> **TASK DESCRIPTION**: Render the material below as a JSON list of strings, one string per line, skipping blank lines. Leave out the picture placeholders.

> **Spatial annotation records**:
========

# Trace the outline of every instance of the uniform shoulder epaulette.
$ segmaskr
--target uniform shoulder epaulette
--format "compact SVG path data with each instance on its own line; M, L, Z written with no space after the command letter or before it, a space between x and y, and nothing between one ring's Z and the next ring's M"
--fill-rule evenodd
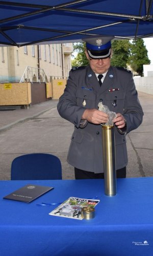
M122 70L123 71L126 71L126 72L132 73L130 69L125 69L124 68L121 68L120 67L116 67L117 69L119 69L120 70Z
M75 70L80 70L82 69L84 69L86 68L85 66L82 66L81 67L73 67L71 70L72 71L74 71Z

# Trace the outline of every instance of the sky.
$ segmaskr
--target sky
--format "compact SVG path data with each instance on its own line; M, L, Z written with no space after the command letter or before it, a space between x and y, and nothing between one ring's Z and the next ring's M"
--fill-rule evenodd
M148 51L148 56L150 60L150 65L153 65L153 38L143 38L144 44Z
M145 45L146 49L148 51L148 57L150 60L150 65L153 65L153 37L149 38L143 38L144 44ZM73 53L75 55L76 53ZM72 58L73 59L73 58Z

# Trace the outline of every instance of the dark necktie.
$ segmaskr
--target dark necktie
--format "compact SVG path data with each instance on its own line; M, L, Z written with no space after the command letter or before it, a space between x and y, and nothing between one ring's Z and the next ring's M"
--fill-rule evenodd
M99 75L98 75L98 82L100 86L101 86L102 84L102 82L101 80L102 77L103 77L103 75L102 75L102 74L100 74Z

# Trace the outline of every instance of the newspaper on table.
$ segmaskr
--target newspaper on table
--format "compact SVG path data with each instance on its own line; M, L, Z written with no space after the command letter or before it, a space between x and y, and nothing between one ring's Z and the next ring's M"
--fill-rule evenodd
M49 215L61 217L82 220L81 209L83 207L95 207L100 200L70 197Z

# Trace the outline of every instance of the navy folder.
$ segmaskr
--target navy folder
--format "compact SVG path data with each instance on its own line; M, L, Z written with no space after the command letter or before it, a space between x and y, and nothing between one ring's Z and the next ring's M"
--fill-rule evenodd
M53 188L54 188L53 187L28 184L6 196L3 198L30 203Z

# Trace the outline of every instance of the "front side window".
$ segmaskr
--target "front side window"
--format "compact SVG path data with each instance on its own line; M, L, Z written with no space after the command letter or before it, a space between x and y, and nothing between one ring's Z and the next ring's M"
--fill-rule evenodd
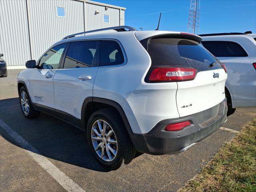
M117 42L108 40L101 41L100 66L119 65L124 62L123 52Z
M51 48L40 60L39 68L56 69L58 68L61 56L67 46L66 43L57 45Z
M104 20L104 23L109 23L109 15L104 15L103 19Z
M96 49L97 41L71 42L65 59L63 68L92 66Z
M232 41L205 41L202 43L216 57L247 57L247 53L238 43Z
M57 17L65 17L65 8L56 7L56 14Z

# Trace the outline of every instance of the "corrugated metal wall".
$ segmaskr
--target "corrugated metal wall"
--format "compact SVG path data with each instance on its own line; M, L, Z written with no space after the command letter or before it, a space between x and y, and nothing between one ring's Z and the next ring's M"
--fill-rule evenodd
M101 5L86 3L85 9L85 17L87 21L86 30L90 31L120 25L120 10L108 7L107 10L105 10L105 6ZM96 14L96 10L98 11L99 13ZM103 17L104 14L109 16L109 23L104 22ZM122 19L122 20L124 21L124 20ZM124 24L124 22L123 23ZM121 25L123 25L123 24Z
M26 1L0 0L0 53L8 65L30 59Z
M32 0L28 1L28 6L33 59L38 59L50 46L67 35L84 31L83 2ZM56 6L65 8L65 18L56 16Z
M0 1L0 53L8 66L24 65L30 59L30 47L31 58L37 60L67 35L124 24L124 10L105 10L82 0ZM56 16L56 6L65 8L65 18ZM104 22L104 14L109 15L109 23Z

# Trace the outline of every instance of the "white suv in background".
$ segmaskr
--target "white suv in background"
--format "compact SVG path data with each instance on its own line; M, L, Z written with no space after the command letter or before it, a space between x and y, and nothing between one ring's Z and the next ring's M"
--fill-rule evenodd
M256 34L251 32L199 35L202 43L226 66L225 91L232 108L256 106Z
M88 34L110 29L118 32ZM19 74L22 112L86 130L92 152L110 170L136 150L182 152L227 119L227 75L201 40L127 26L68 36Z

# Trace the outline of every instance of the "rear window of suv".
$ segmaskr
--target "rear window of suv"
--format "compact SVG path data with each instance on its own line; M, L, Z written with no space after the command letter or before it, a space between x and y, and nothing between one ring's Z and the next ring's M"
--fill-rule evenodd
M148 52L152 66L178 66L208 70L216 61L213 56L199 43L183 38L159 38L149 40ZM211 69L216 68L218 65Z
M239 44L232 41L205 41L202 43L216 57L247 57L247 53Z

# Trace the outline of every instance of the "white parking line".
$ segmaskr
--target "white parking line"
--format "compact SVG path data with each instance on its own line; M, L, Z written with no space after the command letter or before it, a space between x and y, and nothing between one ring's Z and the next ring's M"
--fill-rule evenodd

========

> **COMPLETE RESPONSE**:
[
  "# Trace the outline of every instance of the uniform shoulder epaulette.",
  "$ segmaskr",
  "--target uniform shoulder epaulette",
  "--format \"compact SVG path data with each instance on its own line; M, L, Z written with no space after the command letter or before it, a space between x and y, and nothing between one ring's Z and the next ring's M\"",
  "--fill-rule evenodd",
  "M122 70L123 71L126 71L126 72L132 73L130 69L125 69L124 68L121 68L120 67L116 67L117 69L119 69L120 70Z",
  "M75 70L80 70L82 69L84 69L86 68L85 66L82 66L81 67L73 67L71 70L72 71L74 71Z",
  "# Trace the outline of every instance of the sky.",
  "$ segmaskr",
  "--target sky",
  "--format \"compact SVG path data with each instance on its own line; M, L, Z written with no space after the command letter or before it, a space between x and y, and nothing between one ring's Z and the next ring's M\"",
  "--fill-rule evenodd",
  "M148 51L148 56L150 60L150 65L153 65L153 38L143 38L144 44Z",
  "M145 45L146 49L148 51L148 57L150 60L150 65L153 65L153 37L149 38L143 38L144 44ZM73 53L75 55L76 53ZM72 58L73 59L73 58Z",
  "# Trace the outline of every instance of the dark necktie.",
  "$ segmaskr",
  "--target dark necktie",
  "--format \"compact SVG path data with each instance on its own line; M, L, Z written with no space after the command letter or before it, a space between x and y, and nothing between one ring's Z and the next ring's M\"",
  "--fill-rule evenodd",
  "M99 75L98 75L98 82L100 86L101 86L102 84L102 82L101 80L102 77L103 77L103 75L102 75L102 74L100 74Z",
  "# Trace the outline of every instance of the newspaper on table.",
  "$ segmaskr",
  "--target newspaper on table",
  "--format \"compact SVG path data with each instance on its own line; M, L, Z written with no space after the command letter or before it, a space between x and y, and nothing between one ring's Z and the next ring's M\"",
  "--fill-rule evenodd",
  "M49 215L61 217L82 220L81 209L83 207L95 207L100 200L70 197Z",
  "# Trace the outline of every instance of the navy folder.",
  "$ segmaskr",
  "--target navy folder",
  "--format \"compact SVG path data with each instance on its own line; M, L, Z written with no space after the command letter or before it, a space between x and y, and nothing between one ring's Z and the next ring's M\"",
  "--fill-rule evenodd",
  "M53 188L54 188L53 187L28 184L6 196L3 198L30 203Z",
  "# Trace the outline of every instance of the \"front side window\".",
  "$ segmaskr",
  "--target \"front side window\"",
  "--format \"compact SVG path data with each instance on its own line; M, L, Z written with no space after the command letter or before it, a space between x and y, and nothing between one ring's Z and the next ring's M\"",
  "--fill-rule evenodd",
  "M117 42L108 40L101 41L100 66L119 65L124 62L123 52Z",
  "M51 48L40 60L39 68L56 69L58 68L61 56L67 46L66 43L57 45Z",
  "M104 20L104 23L109 23L109 15L104 15L103 19Z",
  "M96 49L97 41L71 42L65 59L63 68L92 66Z",
  "M232 41L205 41L202 43L216 57L247 57L247 53L238 43Z",
  "M57 17L65 17L65 8L56 7L56 14Z",
  "# Trace the outline of every instance of the \"corrugated metal wall\".",
  "$ segmaskr",
  "--target \"corrugated metal wall\"",
  "--format \"compact SVG path data with each instance on its own line; M, L, Z written with no space after the command letter or before it, a space between x and y, and nothing between one ring's Z and the next ring's M\"",
  "--fill-rule evenodd",
  "M101 5L86 3L85 9L85 17L87 21L86 30L90 31L120 25L120 10L108 7L107 10L105 10L105 6ZM96 14L96 10L98 11L99 13ZM103 17L104 14L109 16L109 23L104 22ZM122 19L122 20L124 21L124 20ZM124 24L124 22L123 23ZM121 25L123 25L123 24Z",
  "M26 1L0 0L0 53L8 65L30 59Z",
  "M32 0L28 1L28 6L33 59L38 59L50 46L67 35L84 31L83 2ZM56 6L65 8L65 18L56 16Z",
  "M0 1L0 53L8 66L24 65L30 59L30 47L31 58L37 60L67 35L124 24L124 10L105 10L82 0ZM56 16L56 6L65 8L65 18ZM104 22L104 14L109 15L109 23Z",
  "# Trace the outline of every instance of the \"white suv in background\".",
  "$ segmaskr",
  "--target \"white suv in background\"",
  "--format \"compact SVG path data with each instance on its own line; M, L, Z written with no space after the command letter or before it, a space between x and y, and nothing between one ring's Z and the next ring's M\"",
  "--fill-rule evenodd",
  "M256 34L251 32L199 35L202 43L226 66L225 91L232 108L256 106Z",
  "M88 34L110 29L118 32ZM19 74L22 112L86 130L92 152L110 170L136 150L182 152L227 119L227 75L201 40L127 26L68 36Z",
  "# Trace the outline of every instance of the \"rear window of suv\".",
  "$ segmaskr",
  "--target \"rear window of suv\"",
  "--format \"compact SVG path data with each instance on its own line; M, L, Z written with no space after the command letter or before it, a space between x and y, and nothing between one ring's Z and the next ring's M\"",
  "--fill-rule evenodd",
  "M148 52L152 66L178 66L208 70L216 61L213 56L199 43L183 38L159 38L149 40ZM211 69L216 68L218 65Z",
  "M239 44L232 41L205 41L202 43L216 57L247 57L247 53Z",
  "# Trace the outline of every instance of the \"white parking line\".",
  "$ segmaskr",
  "--target \"white parking line\"",
  "--format \"compact SVG path data with each instance on its own line; M, L, Z written with no space after the command letter or before it, a space between x and y, and nothing between one ring's Z and the next ring's M\"",
  "--fill-rule evenodd"
]